[Start of section]
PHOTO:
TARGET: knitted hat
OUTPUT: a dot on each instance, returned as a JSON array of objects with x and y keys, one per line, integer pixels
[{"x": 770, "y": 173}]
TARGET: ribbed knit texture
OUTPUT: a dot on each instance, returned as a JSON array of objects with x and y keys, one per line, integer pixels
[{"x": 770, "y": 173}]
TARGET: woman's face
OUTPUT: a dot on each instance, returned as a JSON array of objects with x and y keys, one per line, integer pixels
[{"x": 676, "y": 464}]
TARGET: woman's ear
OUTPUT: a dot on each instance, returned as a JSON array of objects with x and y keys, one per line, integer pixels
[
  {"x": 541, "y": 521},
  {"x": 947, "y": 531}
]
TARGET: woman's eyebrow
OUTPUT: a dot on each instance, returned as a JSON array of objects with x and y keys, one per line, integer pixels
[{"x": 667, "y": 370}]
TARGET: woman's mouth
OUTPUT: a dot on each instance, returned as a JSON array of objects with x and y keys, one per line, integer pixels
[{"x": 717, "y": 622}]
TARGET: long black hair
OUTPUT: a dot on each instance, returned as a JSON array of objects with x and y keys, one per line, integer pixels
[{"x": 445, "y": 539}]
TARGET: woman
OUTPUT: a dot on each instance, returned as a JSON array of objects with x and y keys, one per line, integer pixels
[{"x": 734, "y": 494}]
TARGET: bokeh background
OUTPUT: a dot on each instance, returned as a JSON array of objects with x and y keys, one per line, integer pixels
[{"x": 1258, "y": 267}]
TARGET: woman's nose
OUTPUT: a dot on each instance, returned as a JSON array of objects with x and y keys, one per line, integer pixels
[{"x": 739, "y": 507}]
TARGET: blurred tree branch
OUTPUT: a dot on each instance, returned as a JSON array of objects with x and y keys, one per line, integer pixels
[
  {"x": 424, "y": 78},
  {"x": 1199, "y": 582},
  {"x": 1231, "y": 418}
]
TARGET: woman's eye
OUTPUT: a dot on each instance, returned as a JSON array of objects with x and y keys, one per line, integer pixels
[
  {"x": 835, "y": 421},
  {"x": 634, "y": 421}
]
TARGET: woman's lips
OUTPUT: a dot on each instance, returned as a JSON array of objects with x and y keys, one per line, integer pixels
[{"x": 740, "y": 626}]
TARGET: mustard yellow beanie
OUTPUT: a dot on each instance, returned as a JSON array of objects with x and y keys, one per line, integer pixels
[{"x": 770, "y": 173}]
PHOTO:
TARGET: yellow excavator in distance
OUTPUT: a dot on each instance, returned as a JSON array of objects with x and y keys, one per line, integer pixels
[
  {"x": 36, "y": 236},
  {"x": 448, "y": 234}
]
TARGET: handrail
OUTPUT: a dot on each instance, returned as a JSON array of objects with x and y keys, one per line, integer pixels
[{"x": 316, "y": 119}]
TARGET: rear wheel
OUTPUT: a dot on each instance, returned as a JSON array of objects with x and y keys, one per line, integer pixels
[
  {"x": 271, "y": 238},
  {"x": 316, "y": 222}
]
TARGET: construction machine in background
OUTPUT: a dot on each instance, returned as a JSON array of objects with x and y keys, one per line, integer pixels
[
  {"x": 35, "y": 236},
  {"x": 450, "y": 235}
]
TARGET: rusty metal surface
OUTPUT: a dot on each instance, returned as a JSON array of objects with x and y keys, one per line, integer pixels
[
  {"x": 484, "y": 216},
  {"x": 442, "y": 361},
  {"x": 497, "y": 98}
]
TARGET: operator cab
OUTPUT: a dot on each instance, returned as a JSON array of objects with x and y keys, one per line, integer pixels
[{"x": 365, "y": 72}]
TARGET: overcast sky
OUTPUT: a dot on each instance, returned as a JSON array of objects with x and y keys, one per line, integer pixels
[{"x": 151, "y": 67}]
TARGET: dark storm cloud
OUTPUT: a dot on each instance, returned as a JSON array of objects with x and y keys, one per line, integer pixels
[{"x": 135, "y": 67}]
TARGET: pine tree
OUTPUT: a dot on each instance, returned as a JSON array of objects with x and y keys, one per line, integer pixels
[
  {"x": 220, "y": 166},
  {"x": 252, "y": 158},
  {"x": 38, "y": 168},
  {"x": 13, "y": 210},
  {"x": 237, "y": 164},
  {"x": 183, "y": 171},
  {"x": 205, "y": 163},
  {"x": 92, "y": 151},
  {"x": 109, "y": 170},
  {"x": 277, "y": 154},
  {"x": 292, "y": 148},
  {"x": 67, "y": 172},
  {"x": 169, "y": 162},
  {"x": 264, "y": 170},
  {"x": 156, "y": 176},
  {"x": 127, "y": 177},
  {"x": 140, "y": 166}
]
[End of section]
● Instructions to follow:
Which lines of the data contain the string "tree"? Copy each one.

● Task result:
TARGET: blurred tree branch
TARGET: pine tree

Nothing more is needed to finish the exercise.